Passage to read
___

To directly answer your question: yes, if you value the survival of our species rather than just the experiences of the current generation of humans, a general slowdown of the economy and of human technology would be a good thing given the current situation around AI research. Unless you have some plan for actually effecting a slowdown that is a lot more effective (and less cynical and almost-dishonorable) than what I suggested in the previous paragraph, though, there are better courses of action for us to focus our attention on.

I'm assuming that the only effective ways of slowing down 'progress' is to get laws passed.

Yes, I am pretty sure that the fewer additional people skilled in technical AI work, the better. In the very unlikely event that before the end, someone or some group actually comes up with a reliable plan for how to align an ASI, we certainly want a sizable number of people able to understand the plan relatively quickly (i.e., without first needing to prepare themselves through study for a year), but IMHO we already have that.

"The AI project" (the community of people trying to make AIs that are as capable as possible) probably needs many thousands of additional people with technical training to achieve its goal. (And if the AI project doesn't need those additional people, that is bad news because it probably means we are all going to die sooner rather than later.) Only a few dozen or a few hundred researchers (and engineers) will probably make substantial contributions toward the goal, but neither the apprentice researchers themselves, their instructors or their employers can tell which researchers will ever make a substantial contribution, so the only way for the project to get an adequate supply of researchers is to train and employ many thousands. The project would prefer to employ even more than that.

I am pretty sure it is more important to restrict the supply of researchers available to the AI project than it is to have more researchers who describe themselves as alignment researchers. It's not flat impossible that the AI-alignment project will bear fruit before the end, but is it very unlikely. In contrast, if not stopped somehow (e.g., by the arrival of helpful space aliens or some other miracle) the AI project will probably succeed at its goal. Most people pursuing careers in alignment research are probably doing more harm than good because the AI project tends to be able to use any results they come up with. MIRI is an exception to the general rule, but MIRI has chosen to stop its alignment research program on the grounds that it is hopeless.

___

Task instructions
1 – According to the passage on slowing AI research, which parties cannot tell which researchers will ever make a substantial contribution? List all of them.
2 – In the passage on slowing AI research, what has MIRI chosen to do?

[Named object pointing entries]
___

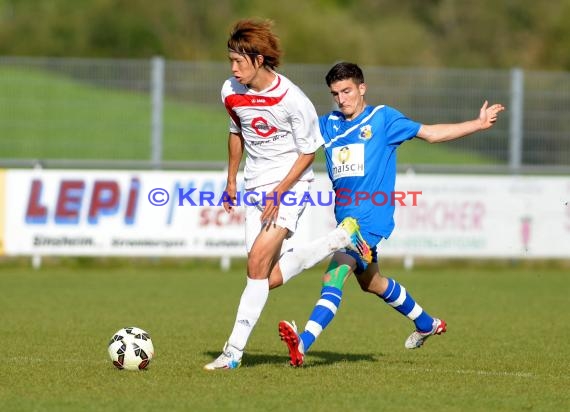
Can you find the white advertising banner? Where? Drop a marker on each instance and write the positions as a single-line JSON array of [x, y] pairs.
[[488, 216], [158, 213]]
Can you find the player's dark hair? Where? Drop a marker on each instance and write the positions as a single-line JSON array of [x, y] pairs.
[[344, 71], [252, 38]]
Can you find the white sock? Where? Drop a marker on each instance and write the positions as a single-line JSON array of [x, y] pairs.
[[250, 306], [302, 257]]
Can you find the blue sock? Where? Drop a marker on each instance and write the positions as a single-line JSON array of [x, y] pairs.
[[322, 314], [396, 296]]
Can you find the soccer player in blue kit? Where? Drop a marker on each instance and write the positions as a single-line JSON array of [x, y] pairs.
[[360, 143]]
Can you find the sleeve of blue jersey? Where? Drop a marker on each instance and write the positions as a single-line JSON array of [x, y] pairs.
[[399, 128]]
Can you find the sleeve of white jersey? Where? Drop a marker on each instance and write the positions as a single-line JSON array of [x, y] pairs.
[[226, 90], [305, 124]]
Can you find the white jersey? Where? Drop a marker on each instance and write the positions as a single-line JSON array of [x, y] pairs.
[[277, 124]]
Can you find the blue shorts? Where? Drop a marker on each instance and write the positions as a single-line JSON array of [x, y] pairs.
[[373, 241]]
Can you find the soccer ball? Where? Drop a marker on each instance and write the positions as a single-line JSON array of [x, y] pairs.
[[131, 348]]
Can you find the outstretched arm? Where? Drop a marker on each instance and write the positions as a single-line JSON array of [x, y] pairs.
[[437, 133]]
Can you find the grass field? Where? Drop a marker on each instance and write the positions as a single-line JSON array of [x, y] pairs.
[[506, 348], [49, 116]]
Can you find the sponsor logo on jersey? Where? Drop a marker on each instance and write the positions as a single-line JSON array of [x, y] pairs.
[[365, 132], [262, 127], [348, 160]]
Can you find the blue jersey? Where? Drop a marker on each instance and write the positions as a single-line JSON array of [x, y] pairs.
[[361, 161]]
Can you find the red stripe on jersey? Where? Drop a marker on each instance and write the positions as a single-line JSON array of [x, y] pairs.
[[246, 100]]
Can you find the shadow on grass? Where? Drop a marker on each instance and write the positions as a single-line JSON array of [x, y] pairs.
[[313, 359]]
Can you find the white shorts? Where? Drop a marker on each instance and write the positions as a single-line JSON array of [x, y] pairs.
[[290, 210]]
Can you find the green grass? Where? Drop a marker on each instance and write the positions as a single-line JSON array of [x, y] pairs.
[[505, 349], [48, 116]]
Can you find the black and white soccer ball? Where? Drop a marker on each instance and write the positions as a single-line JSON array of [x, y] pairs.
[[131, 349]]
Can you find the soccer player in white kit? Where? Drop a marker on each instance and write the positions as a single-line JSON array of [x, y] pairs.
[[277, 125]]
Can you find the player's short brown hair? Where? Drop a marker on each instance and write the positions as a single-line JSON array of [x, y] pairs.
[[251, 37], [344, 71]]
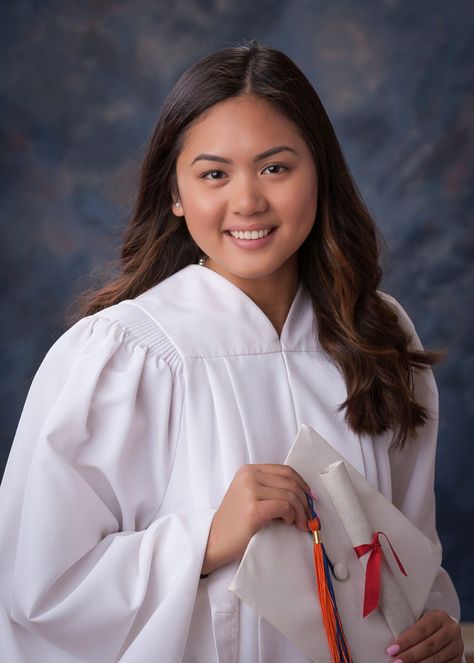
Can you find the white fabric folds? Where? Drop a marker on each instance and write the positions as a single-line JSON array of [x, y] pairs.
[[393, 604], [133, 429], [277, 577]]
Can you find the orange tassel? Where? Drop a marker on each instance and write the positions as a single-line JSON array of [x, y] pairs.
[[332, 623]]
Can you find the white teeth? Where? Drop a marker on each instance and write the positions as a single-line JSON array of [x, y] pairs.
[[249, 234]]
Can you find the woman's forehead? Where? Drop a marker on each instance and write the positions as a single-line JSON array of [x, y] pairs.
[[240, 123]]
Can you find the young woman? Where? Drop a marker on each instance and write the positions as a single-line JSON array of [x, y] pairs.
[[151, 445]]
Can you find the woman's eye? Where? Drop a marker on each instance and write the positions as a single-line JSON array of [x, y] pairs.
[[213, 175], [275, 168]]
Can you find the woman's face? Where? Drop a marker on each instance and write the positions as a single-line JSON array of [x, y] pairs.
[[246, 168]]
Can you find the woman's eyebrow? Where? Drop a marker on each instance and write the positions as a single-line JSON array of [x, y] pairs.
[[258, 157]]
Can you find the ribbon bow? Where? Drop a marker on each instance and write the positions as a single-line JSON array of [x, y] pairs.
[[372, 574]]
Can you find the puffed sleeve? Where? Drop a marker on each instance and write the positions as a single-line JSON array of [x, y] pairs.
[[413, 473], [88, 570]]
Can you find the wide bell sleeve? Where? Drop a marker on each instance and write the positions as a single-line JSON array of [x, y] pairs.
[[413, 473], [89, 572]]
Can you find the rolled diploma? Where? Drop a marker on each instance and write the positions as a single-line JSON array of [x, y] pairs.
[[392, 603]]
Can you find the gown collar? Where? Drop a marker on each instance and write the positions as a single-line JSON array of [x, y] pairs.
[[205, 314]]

___

Answers below
1 – The apprentice researchers themselves, their instructors, and their employers.

2 – MIRI has chosen to stop its alignment research program on the grounds that it is hopeless.